------ Rows ------

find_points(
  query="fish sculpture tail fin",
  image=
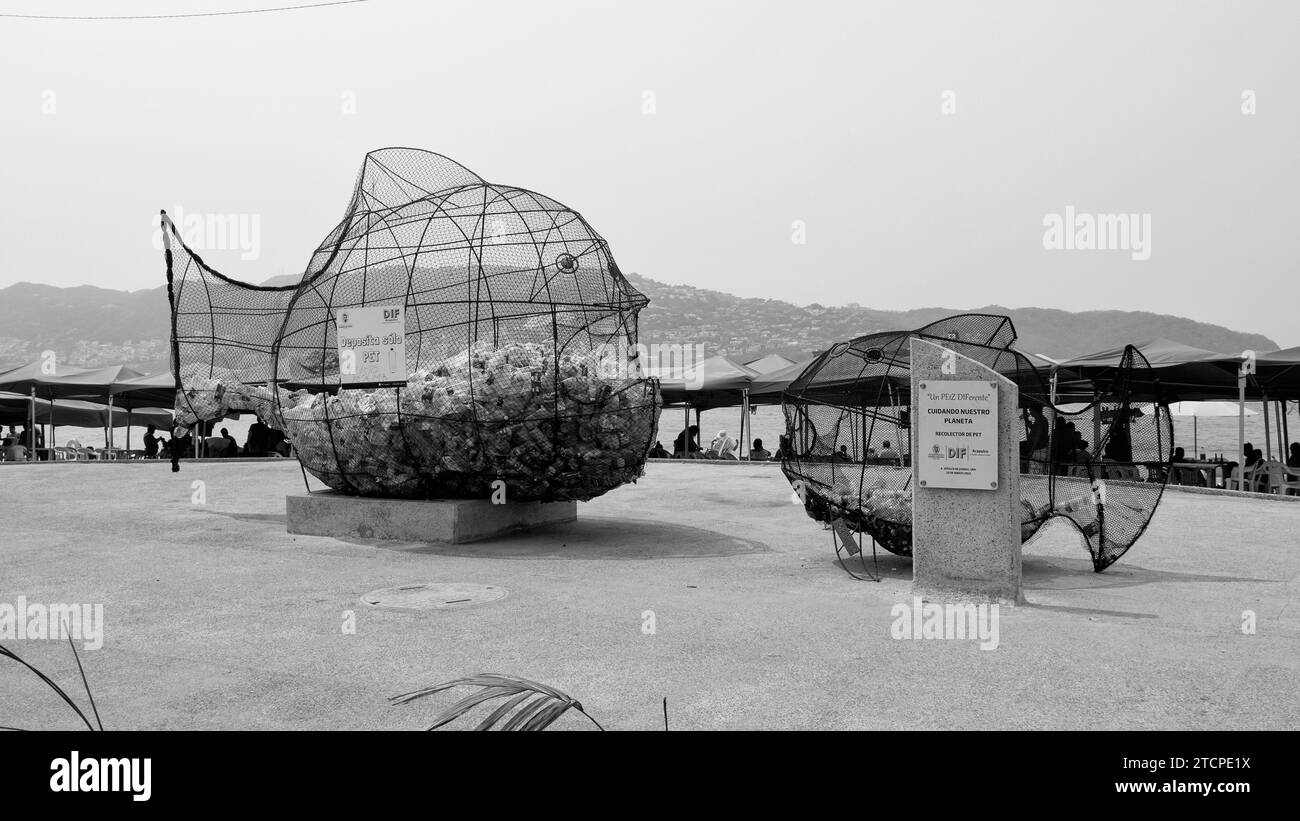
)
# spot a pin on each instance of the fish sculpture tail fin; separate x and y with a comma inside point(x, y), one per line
point(222, 335)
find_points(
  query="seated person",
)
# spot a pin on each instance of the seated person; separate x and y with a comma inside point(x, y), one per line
point(12, 451)
point(276, 443)
point(258, 439)
point(687, 444)
point(783, 448)
point(1186, 476)
point(216, 447)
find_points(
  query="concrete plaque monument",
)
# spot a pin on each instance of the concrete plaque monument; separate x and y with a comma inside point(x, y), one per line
point(966, 516)
point(957, 434)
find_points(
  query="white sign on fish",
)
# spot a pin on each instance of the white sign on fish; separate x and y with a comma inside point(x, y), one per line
point(372, 346)
point(957, 434)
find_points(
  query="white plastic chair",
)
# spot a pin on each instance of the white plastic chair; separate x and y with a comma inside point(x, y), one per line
point(1279, 478)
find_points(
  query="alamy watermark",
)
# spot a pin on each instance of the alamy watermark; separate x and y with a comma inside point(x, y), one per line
point(35, 621)
point(1078, 231)
point(239, 233)
point(927, 620)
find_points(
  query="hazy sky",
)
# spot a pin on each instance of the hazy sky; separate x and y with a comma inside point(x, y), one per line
point(761, 114)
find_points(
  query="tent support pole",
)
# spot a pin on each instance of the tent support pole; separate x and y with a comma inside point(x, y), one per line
point(1286, 429)
point(1240, 430)
point(685, 430)
point(1279, 408)
point(1268, 429)
point(744, 420)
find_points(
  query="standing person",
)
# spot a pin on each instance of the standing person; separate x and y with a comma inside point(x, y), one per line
point(151, 442)
point(888, 452)
point(13, 451)
point(1036, 439)
point(723, 446)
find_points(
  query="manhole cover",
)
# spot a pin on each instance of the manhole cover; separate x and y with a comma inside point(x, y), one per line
point(438, 595)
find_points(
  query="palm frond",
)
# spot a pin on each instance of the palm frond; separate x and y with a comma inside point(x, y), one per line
point(529, 706)
point(9, 654)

------

Your task :: Identify and copy each line of the material above that contains the string "sign". Case counts.

Exercise answer ::
  query="white sign on fish",
# spot a pin on each instance of the white sign on fish; separate x and y with a comma inside point(x, y), one per line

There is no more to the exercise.